_Work order:_
Each line holding the word "boulder" must appear in the answer, copied from the entries.

• • • • •

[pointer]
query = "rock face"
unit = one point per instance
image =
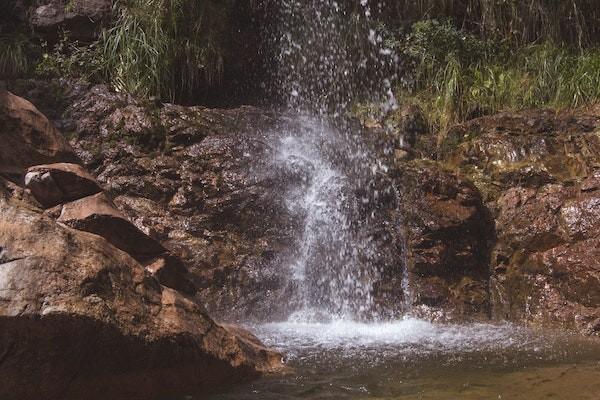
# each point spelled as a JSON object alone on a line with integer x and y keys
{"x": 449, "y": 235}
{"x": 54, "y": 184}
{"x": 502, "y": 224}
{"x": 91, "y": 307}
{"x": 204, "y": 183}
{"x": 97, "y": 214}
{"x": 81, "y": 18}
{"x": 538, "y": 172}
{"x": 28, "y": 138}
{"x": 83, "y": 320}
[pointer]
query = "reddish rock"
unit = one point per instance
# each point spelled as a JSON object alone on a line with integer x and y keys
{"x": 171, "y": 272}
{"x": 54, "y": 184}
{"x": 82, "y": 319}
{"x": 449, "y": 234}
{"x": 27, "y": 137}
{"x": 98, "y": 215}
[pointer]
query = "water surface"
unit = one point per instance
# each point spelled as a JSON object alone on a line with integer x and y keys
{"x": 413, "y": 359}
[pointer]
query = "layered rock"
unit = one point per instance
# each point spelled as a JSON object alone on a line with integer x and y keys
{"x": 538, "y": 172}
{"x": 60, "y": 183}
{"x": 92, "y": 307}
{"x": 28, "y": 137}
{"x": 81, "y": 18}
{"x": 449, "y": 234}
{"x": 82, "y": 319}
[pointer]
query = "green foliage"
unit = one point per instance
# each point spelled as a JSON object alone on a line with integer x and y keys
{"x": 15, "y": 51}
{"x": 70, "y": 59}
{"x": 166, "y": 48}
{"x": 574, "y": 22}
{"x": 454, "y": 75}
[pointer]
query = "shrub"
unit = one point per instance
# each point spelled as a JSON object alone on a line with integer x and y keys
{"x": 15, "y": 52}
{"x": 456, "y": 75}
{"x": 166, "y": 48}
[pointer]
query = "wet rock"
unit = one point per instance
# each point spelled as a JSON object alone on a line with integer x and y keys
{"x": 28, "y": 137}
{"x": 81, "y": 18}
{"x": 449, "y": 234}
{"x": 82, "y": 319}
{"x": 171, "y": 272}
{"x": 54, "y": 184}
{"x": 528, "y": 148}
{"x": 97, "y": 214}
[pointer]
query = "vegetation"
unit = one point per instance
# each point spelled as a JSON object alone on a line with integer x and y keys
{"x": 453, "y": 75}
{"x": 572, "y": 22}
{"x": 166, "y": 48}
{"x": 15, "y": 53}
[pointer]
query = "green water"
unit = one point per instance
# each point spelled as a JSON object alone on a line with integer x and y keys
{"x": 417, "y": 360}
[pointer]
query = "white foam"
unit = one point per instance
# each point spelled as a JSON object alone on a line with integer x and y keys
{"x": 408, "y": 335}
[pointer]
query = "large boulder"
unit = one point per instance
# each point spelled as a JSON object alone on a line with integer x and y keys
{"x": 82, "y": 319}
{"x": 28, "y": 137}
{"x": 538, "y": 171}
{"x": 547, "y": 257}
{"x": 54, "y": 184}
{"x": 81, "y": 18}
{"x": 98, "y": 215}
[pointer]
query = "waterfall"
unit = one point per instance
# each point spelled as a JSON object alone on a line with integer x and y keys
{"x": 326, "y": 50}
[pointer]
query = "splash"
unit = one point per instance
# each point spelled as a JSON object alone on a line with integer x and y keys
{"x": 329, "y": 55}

• • • • •

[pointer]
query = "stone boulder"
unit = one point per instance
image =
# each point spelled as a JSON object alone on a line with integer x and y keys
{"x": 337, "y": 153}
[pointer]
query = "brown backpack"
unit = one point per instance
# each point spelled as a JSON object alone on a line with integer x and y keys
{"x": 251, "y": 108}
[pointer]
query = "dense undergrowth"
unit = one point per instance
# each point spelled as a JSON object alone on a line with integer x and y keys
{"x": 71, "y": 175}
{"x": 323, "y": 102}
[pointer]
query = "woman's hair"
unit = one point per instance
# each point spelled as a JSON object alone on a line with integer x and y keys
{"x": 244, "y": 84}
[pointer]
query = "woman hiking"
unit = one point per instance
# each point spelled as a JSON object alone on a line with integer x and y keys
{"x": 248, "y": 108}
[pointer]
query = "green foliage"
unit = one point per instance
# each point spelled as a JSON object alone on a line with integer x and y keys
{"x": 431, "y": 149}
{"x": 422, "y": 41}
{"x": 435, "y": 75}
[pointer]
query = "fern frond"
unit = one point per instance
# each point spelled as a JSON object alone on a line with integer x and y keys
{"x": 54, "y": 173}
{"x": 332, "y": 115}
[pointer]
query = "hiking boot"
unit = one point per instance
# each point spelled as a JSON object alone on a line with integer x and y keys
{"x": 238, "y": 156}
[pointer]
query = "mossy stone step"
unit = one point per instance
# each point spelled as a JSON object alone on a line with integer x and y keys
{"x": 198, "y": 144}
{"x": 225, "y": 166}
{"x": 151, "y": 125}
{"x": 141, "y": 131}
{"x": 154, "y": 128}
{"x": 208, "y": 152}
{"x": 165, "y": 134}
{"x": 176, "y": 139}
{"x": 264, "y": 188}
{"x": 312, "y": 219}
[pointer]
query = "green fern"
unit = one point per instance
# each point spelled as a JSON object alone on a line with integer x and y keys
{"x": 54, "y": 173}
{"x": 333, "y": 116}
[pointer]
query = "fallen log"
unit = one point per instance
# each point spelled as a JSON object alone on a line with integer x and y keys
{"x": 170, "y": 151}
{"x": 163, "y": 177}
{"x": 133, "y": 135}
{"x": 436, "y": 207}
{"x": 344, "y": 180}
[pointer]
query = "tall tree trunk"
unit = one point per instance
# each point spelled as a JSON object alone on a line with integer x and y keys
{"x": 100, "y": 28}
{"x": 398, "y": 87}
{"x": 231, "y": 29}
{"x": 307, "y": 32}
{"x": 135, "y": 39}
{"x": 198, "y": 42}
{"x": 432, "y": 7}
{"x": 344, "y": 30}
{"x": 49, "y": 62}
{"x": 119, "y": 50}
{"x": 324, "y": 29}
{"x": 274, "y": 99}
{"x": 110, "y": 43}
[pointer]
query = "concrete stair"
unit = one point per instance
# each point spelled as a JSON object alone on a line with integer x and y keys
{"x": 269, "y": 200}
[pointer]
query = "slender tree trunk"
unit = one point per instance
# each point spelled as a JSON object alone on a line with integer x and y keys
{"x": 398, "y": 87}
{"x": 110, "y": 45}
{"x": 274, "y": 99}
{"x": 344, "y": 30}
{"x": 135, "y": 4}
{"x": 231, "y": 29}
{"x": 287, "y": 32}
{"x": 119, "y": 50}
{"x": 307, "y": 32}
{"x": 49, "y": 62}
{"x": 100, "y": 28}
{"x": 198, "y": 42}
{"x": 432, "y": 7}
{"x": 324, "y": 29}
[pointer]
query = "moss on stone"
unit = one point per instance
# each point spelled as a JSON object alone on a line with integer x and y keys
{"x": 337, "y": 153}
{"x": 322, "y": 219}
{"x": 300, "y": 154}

• • • • •

_Solved problem:_
query = "large boulder"
query = "stone boulder"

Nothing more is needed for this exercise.